Stored data |
+++
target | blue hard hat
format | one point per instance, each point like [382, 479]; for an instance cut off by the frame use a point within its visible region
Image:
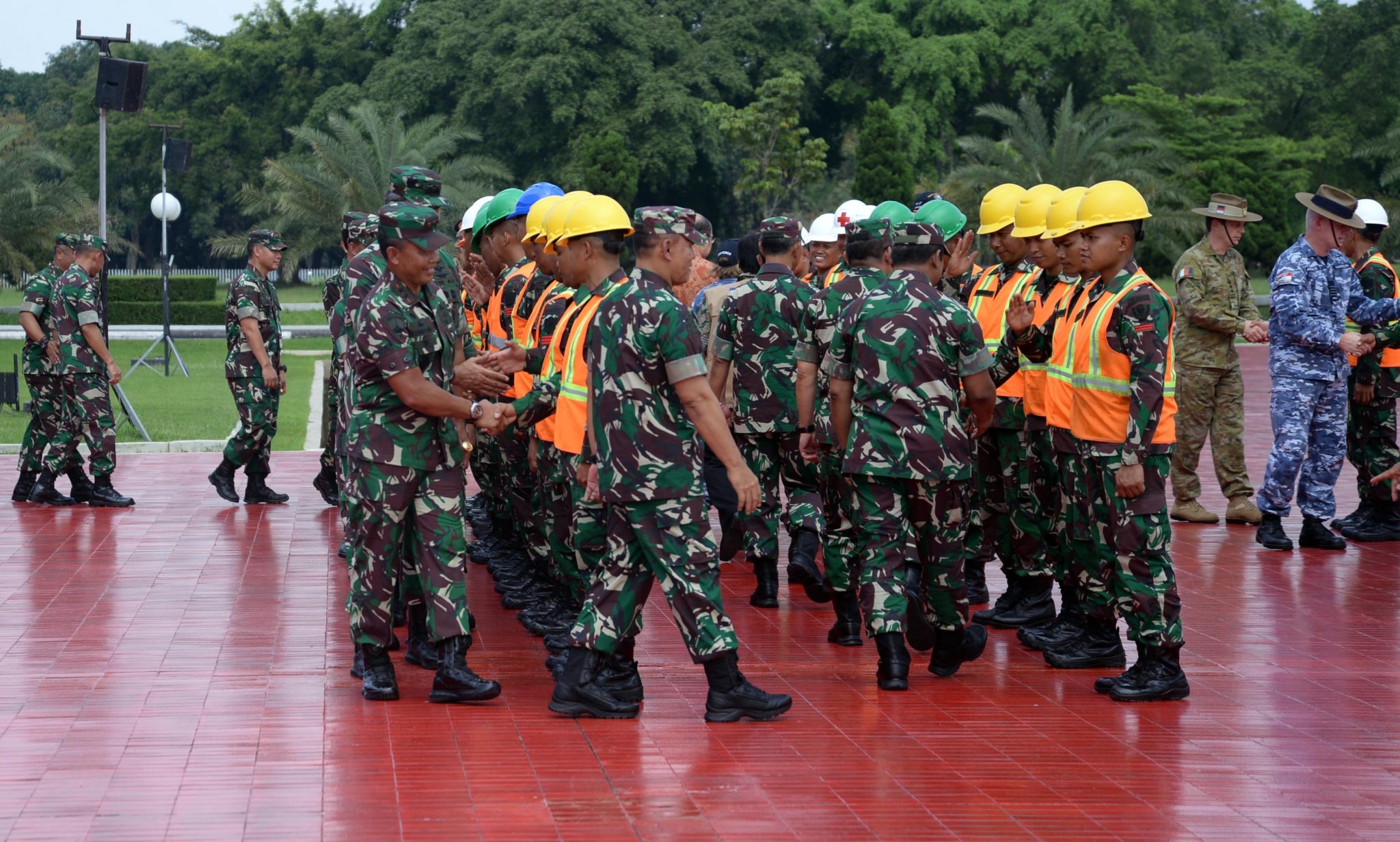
[534, 194]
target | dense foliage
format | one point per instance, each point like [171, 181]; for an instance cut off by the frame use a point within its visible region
[664, 101]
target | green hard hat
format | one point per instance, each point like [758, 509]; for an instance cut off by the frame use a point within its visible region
[896, 212]
[944, 215]
[499, 208]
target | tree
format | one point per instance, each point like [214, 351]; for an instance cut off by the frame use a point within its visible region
[775, 155]
[601, 164]
[346, 167]
[883, 170]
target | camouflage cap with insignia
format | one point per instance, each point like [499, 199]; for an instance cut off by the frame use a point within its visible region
[780, 226]
[416, 223]
[267, 237]
[668, 219]
[418, 185]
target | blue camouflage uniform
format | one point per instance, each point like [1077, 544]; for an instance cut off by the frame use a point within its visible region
[1310, 298]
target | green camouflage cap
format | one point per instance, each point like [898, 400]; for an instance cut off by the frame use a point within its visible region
[359, 227]
[780, 226]
[418, 185]
[668, 219]
[915, 233]
[267, 237]
[416, 223]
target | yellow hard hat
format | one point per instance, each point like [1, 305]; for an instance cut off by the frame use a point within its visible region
[594, 215]
[1063, 215]
[535, 219]
[553, 222]
[999, 208]
[1031, 211]
[1112, 202]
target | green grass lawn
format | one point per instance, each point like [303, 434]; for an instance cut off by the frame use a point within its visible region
[198, 407]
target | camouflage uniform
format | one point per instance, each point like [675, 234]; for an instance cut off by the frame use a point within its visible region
[649, 475]
[909, 457]
[1371, 427]
[88, 393]
[1214, 302]
[44, 380]
[813, 342]
[252, 296]
[405, 467]
[1310, 298]
[757, 332]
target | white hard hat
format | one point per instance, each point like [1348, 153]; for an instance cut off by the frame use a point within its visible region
[852, 211]
[825, 228]
[470, 218]
[1371, 213]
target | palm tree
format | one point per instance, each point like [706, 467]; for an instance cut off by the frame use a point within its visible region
[346, 167]
[37, 200]
[1074, 148]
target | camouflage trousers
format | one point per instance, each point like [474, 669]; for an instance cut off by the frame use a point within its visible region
[251, 446]
[837, 512]
[1133, 540]
[1008, 520]
[46, 417]
[1210, 402]
[667, 541]
[1309, 419]
[775, 458]
[416, 516]
[1371, 443]
[88, 408]
[892, 513]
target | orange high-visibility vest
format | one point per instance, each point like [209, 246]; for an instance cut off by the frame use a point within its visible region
[1390, 356]
[988, 304]
[1102, 376]
[1035, 373]
[571, 414]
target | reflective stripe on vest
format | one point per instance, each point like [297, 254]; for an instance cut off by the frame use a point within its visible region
[571, 414]
[1035, 374]
[1103, 378]
[1390, 356]
[988, 302]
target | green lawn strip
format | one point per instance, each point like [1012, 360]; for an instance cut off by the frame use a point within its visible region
[195, 407]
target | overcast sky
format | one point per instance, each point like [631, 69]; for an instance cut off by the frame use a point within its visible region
[31, 31]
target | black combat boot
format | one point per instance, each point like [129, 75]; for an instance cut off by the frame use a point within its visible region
[848, 629]
[1271, 533]
[1161, 680]
[892, 672]
[1035, 604]
[45, 492]
[378, 683]
[766, 593]
[1319, 537]
[325, 482]
[956, 648]
[578, 692]
[803, 566]
[733, 698]
[1004, 603]
[81, 485]
[223, 481]
[419, 650]
[258, 490]
[455, 681]
[24, 486]
[103, 495]
[1098, 645]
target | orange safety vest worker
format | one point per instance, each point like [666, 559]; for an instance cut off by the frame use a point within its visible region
[988, 302]
[1103, 378]
[1390, 356]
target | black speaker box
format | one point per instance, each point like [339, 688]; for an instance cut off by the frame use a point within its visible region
[121, 84]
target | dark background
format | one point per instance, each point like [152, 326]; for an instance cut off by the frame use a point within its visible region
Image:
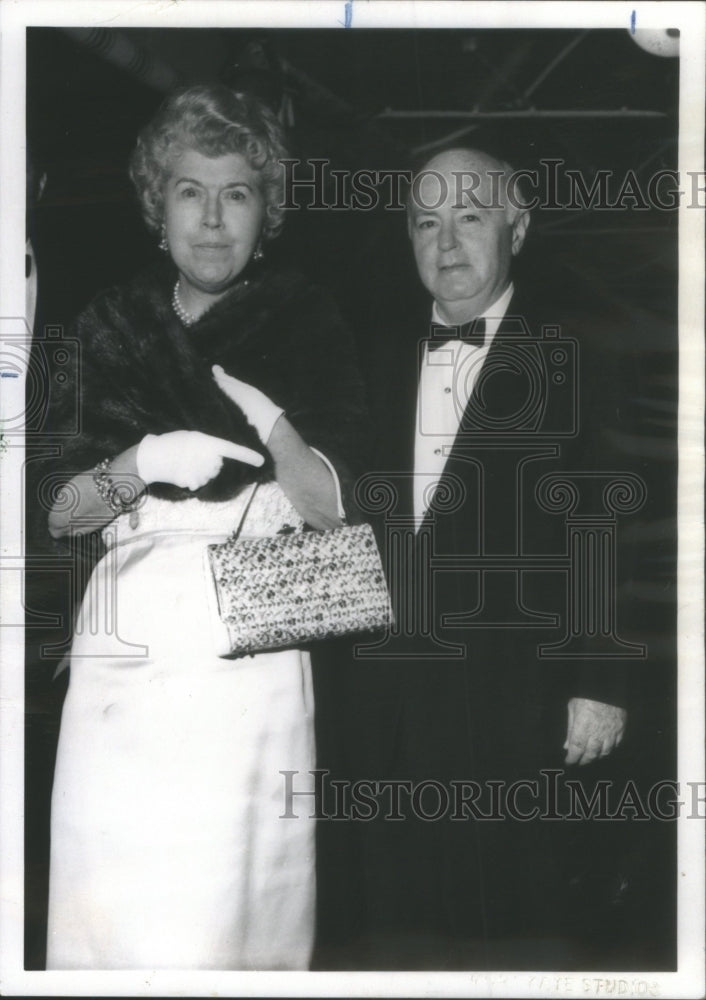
[342, 95]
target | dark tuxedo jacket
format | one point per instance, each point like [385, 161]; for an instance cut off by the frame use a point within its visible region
[413, 708]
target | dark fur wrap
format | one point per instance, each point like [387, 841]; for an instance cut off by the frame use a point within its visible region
[142, 372]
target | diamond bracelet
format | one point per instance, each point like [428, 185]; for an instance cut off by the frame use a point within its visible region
[112, 494]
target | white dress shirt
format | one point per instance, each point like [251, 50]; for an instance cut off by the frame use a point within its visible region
[447, 377]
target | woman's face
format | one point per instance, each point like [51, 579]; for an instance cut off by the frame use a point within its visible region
[213, 214]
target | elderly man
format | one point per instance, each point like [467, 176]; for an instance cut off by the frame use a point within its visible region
[469, 714]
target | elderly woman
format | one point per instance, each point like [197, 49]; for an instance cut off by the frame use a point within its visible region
[210, 372]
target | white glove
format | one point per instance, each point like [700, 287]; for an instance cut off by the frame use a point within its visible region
[261, 412]
[187, 458]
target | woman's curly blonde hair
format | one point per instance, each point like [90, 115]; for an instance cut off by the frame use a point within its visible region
[214, 121]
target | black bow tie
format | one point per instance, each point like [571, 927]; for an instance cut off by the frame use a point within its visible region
[469, 333]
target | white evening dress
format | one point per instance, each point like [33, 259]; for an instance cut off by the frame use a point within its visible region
[167, 846]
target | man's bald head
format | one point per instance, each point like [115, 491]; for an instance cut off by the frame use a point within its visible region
[464, 230]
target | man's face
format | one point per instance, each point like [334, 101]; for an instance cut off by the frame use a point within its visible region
[463, 250]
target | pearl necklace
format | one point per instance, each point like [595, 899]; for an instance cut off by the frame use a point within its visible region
[186, 317]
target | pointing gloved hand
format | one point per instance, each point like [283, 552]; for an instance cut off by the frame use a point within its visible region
[261, 412]
[188, 459]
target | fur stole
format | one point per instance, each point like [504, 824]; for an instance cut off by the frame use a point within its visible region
[142, 372]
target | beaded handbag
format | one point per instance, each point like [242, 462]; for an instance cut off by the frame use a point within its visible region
[288, 590]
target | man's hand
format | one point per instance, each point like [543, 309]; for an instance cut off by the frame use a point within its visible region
[594, 730]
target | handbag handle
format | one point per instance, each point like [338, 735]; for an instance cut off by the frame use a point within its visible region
[236, 533]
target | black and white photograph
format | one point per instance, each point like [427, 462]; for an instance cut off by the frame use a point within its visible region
[351, 444]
+++
Aim of the exercise | Give the data again exactly as written, with no pictures included.

Written reply |
target | blue hard hat
format | one point per instance, each point like [382, 479]; for an instance cut off by the frame use a point within its visible region
Image:
[534, 194]
target | dense foliage
format | one point per instance, each point like [171, 181]; for an instance cut off by the frame use a point within its visible region
[664, 101]
target | green hard hat
format | one point per instance, each point like [758, 509]; for an instance cut off by the frame use a point within its visible region
[896, 212]
[944, 215]
[499, 208]
target | tree
format | one point per instance, each point like [214, 351]; for an instance cut off by the frame use a point within its visible region
[775, 155]
[601, 164]
[346, 167]
[883, 170]
target | camouflage cap with insignia
format | one point per instance, each point like [499, 199]; for an instance cut off by the frame use a point within its visible region
[780, 226]
[416, 223]
[267, 237]
[668, 219]
[418, 185]
target | blue camouflage uniform
format | one point per instance, each point like [1077, 544]; for an instance cut off by the frame use a point within its visible region
[1310, 298]
target | green camouflage cap
format | one point per instance, each point like [898, 400]; for an instance cut off by the frame use a point within its visible region
[359, 227]
[780, 226]
[418, 185]
[668, 219]
[915, 233]
[267, 237]
[416, 223]
target | yellow hard hat
format | one point per instance, each point like [1, 305]; for an instance cut off by the frame use a point within its visible region
[594, 215]
[1063, 215]
[535, 219]
[553, 222]
[999, 208]
[1031, 211]
[1112, 202]
target | green grass lawn
format | one point per instance, each point like [303, 434]; for an instance cut off by the frame use a point within its visible region
[198, 407]
target | camouflage uniform
format | one point per instance, each point like [675, 234]; for an instance cut off by the frame use a point within its visible region
[649, 475]
[909, 457]
[1371, 427]
[88, 393]
[1214, 302]
[44, 380]
[813, 342]
[252, 296]
[405, 467]
[1310, 298]
[757, 332]
target | white hard hat
format | one point per instance, each point like [1348, 153]; for an instance cut off by the frame use a point within its visible region
[852, 211]
[825, 228]
[470, 218]
[1371, 213]
target | palm tree
format | one point per instance, each point like [706, 467]; for an instance cut off by the frame use a point within its visible region
[346, 167]
[37, 200]
[1074, 148]
target | camouflage trousers
format | one point per instance, each point like [474, 669]; for an instance cut off by the frame use a point within its visible region
[251, 446]
[837, 512]
[1133, 540]
[1008, 520]
[46, 417]
[1210, 402]
[667, 541]
[1309, 419]
[775, 458]
[416, 516]
[1371, 443]
[88, 408]
[892, 513]
target | orange high-visibility vest
format | one point per instance, each point like [209, 246]; for an instance cut off by the frame use a point within its visible region
[1390, 356]
[988, 304]
[1102, 376]
[1035, 373]
[571, 414]
target | reflective stripe on vest
format | one point per instance, each point like [297, 254]; for an instance cut off by the frame use a point within its visible region
[571, 414]
[1035, 374]
[1103, 378]
[1390, 356]
[988, 302]
target | green lawn strip
format | one point per instance, each point like [1012, 360]; for an instance cut off by the frame use a point within its visible region
[195, 407]
target | overcast sky
format | one point per instance, each point like [631, 69]; for an instance cut off by the frame use a point within its visible region
[31, 31]
target | black combat boot
format | one point per instance, each point like [129, 75]; for an instance cut off by the frame use a point within its visible region
[848, 629]
[1271, 533]
[1161, 680]
[892, 672]
[1035, 604]
[45, 492]
[378, 683]
[766, 593]
[1319, 537]
[325, 482]
[956, 648]
[578, 692]
[803, 566]
[733, 698]
[1004, 603]
[81, 485]
[223, 481]
[419, 650]
[258, 490]
[455, 681]
[24, 486]
[103, 495]
[1098, 645]
target | orange safety vest worker
format | one point per instance, each point like [666, 559]; for an instance cut off by the frame use a point within its visible region
[988, 302]
[1103, 378]
[1390, 356]
target | black speaker box
format | one point per instance, each point like [339, 688]; for an instance cut off by the frame use a point within its visible region
[121, 84]
target | dark background
format | one point per instance, each point like [152, 326]; for an instance cut off by the frame use a point within its visible region
Image:
[342, 95]
target | dark tuxedo jacket
format | one point per instance, each point like [385, 161]; for an instance cut off by the frame use a point within its visible region
[413, 708]
target | dark fur wrap
format | one point per instance, each point like [387, 841]; for an instance cut off by the frame use a point within its visible region
[142, 372]
target | diamond bracelet
format | one point per instance, each point like [428, 185]; for an instance cut off by the frame use a point within its visible region
[112, 494]
target | white dress shirt
format | one point per instance, each point like [251, 50]; for an instance cut off by the frame use a point within its visible region
[447, 377]
target | woman's face
format | one point per instance, each point like [51, 579]; for an instance cut off by the frame use a point within its visible region
[213, 214]
target | elderly man
format | one point per instance, each point like [467, 176]; for an instance cut off by the frame use a point within its visible region
[469, 714]
target | elderly woman
format | one point per instance, each point like [197, 49]; for an instance cut off by the frame use a point within its visible region
[210, 372]
target | white glove
format | one point per instance, each point like [700, 287]; for an instance cut off by the frame use a point within its visible region
[261, 412]
[187, 458]
target | woman's curly blonde hair
format | one point per instance, each point like [90, 115]; for an instance cut off by the frame use a point within its visible region
[214, 121]
target | black bow tie
format | one point per instance, each point like [571, 927]; for an instance cut off by the frame use a point within its visible region
[469, 333]
target | white evening dress
format | one point per instance, each point like [33, 259]; for an instance cut off by the frame use a point within its visible region
[167, 846]
target | man's bald head
format | one point per instance, each point like [115, 491]; for an instance cut off by the frame use a point within its visible region
[464, 230]
target | man's face
format | one point per instance, each point like [334, 101]; for an instance cut off by the frame use a point within its visible region
[463, 250]
target | pearl necklace
format | one point per instance, each point like [595, 899]; for an instance cut off by the frame use a point within its visible region
[186, 317]
target | pointing gloved hand
format | one point per instance, each point like [283, 552]; for an instance cut off by the frame use a point within its visible region
[261, 412]
[188, 459]
target | fur stole
format | one point per instance, each point like [504, 824]; for an instance cut off by the frame use a point within its visible region
[142, 372]
target | beaded handbag
format | one point per instance, each point like [242, 462]; for an instance cut off by the frame use a point within its visible region
[288, 590]
target | man's hand
format | one point per instance, each point like [543, 309]; for an instance cut off by the frame use a point within its visible region
[594, 730]
target | handbag handle
format | one point per instance, each point like [338, 735]; for an instance cut off by the frame use a point within its visible region
[236, 533]
target | black and white photograph
format | one point per instance, each point like [427, 462]; for an instance cut off by the frame use a point within its visible region
[351, 444]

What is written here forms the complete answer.